TASK INSTRUCTIONS:
Show every line of the entries below that contains the word "objects", copying each such line in full.

ITEMS:
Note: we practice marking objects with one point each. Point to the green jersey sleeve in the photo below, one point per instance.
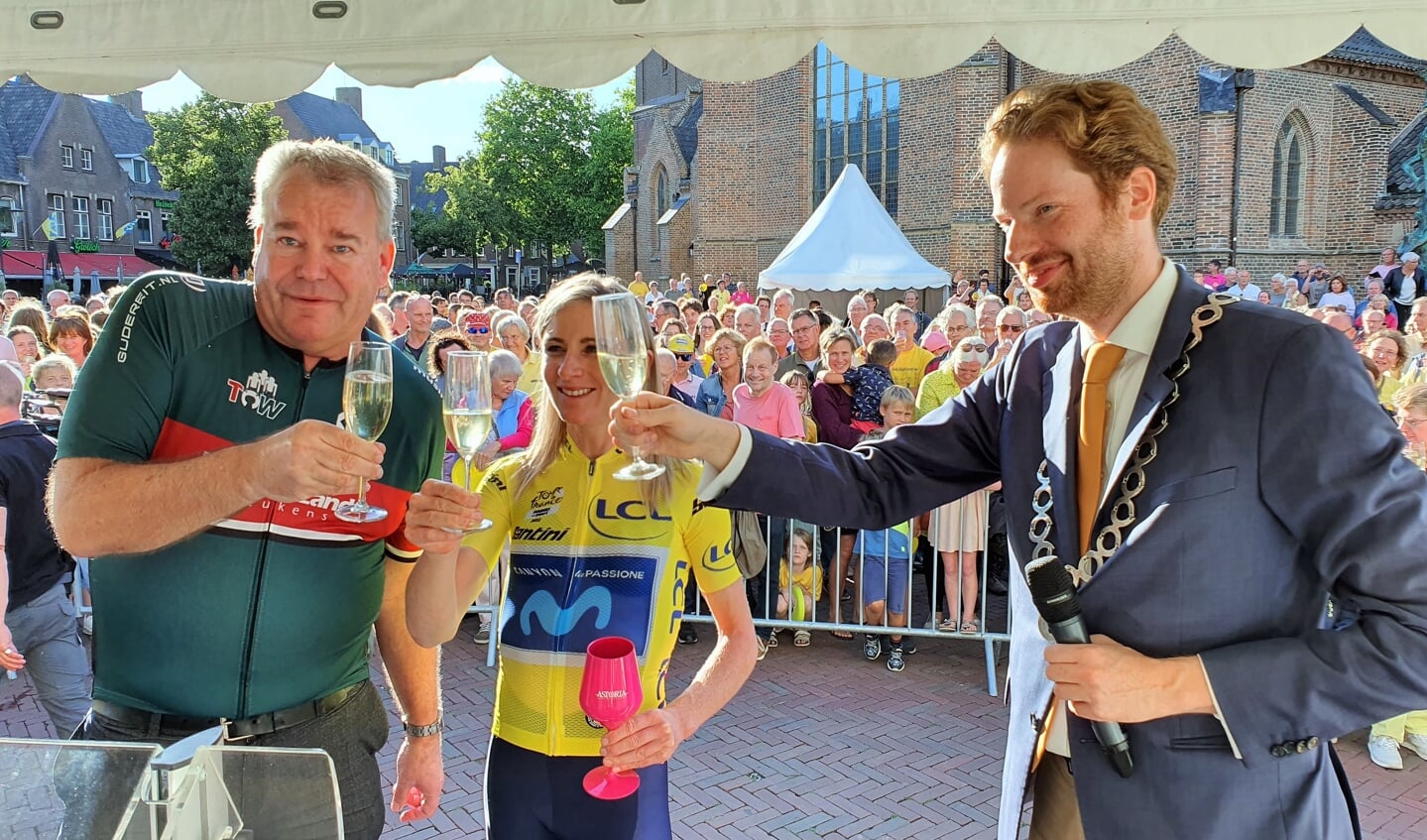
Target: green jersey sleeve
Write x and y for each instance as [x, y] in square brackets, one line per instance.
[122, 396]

...

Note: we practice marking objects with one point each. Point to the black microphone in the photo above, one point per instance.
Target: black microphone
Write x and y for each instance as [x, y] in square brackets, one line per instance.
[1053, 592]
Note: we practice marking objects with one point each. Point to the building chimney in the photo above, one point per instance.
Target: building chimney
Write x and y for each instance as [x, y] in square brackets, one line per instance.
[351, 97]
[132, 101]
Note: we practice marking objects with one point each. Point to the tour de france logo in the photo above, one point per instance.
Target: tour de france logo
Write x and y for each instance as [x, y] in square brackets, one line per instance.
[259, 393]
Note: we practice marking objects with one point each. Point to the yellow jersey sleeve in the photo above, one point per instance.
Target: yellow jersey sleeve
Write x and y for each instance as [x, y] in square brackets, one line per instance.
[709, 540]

EXPECTED ANSWER:
Note: we practice marking objects with one point each. Point to the green jersey sleeve in the photo below, one point per instance.
Note: we practice marking objects with one point each. Point to the black microphone in the photo above, one point per instance.
Note: we practice marking objects with one point each. Point to the building chimney in the photo above, one point per instance.
Note: we practice marking objects with one point each. Point to the tour de france logo in the photo above, one point per instance.
Note: we practice marking objects with one point each. Point to the yellow jersey sleeve in the photo above, one point per instance.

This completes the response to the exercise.